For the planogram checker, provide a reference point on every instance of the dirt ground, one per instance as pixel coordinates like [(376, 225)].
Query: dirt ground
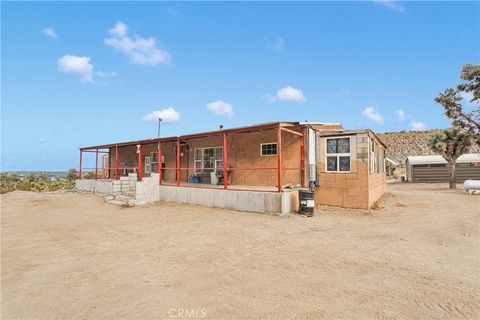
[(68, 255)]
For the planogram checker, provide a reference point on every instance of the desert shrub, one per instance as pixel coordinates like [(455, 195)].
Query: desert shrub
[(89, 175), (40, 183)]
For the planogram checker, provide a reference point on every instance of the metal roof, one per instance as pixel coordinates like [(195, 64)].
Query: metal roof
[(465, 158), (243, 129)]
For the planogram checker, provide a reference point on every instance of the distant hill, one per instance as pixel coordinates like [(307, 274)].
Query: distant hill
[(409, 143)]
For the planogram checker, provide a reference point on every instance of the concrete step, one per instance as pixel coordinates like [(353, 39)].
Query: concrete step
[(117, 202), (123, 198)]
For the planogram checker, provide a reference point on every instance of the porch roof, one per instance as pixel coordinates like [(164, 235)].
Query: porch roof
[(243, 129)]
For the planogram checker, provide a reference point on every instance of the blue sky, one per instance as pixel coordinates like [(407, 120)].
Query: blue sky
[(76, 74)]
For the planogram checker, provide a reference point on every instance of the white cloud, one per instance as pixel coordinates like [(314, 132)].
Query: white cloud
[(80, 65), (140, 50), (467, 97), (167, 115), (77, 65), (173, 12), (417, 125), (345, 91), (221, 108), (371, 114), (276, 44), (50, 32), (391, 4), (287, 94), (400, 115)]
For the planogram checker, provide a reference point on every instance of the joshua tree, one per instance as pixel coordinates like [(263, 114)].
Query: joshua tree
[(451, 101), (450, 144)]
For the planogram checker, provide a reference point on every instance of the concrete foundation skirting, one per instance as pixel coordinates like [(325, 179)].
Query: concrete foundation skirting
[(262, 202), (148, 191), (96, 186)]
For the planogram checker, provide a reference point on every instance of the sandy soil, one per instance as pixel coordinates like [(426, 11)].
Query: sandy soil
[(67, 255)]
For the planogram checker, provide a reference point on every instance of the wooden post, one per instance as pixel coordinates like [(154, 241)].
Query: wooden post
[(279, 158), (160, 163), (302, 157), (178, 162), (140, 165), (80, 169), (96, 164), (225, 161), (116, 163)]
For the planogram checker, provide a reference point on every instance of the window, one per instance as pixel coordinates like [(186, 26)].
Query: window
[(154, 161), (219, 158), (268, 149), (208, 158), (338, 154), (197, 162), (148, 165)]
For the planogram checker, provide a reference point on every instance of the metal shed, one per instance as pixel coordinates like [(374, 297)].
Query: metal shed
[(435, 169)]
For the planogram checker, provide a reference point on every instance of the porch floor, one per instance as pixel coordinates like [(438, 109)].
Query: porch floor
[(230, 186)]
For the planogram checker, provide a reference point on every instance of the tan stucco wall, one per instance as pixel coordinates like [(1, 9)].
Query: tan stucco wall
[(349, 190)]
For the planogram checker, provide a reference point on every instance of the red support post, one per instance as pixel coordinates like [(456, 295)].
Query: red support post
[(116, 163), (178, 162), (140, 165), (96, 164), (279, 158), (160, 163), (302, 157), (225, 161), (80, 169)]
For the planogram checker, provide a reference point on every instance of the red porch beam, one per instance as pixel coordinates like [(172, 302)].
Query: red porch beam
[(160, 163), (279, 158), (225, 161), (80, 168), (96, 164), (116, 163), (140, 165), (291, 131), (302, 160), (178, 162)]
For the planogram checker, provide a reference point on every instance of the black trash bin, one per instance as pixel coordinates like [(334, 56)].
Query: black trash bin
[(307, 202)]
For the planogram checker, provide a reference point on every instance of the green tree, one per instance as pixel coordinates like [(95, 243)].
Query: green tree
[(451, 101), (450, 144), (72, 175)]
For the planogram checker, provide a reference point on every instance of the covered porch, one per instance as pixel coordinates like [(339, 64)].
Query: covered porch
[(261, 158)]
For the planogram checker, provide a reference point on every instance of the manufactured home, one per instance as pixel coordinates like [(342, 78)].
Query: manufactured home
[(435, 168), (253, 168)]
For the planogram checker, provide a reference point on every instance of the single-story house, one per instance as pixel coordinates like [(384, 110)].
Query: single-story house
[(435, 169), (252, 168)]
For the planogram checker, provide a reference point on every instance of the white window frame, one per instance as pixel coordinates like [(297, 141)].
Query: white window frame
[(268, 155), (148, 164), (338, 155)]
....................
What this task involves:
Copy every line, beginning at the line that contains "like [(172, 302)]." and stopping after the last line of the records, and scale each answer coordinate by 2, rounding to whole numbers with halves rounded up. Leave every other line unchanged, including the numbers in the instruction lines and their sample coordinates.

Reply to the exercise:
For the planogram checker, provide a reference point on every instance of the red porch beam, one per instance as pixel coordinates like [(172, 302)].
Query: red porch beam
[(320, 326), (558, 316), (450, 322), (160, 336), (192, 328), (232, 326), (280, 330), (582, 262), (604, 320), (356, 324)]
For the planogram checker, provide a reference point on every instance of the black trash bin, one per instance as pixel coordinates like [(334, 56)].
Query: black trash bin
[(614, 404)]
For the planogram checker, provide a reference point on every instance of the green tree, one per instance as pixel coordinates like [(95, 243)].
Query: green tree
[(902, 202), (900, 288), (144, 350)]
For the planogram checker, provide a reference point on every instance of the covered porch, one per instance as pixel coordinates like [(339, 64)].
Query: covered porch
[(522, 316)]
For the planogram checker, provide a reference point on every instance of the manufactured home, one per instance as pixel coordinates like [(342, 78)].
Query: manufactured home
[(870, 336), (506, 336)]
For the planogram checker, provide a reference point on every instance of the single-story house, one per instance as pixel coordinates like [(384, 110)].
Query: single-story house
[(870, 338), (504, 336)]
For the planogram checker, provide a reference point on every instance of the white window frame, one per instance as pixel coordinates like [(297, 141)].
Query: white window frame
[(536, 310), (296, 328), (676, 310)]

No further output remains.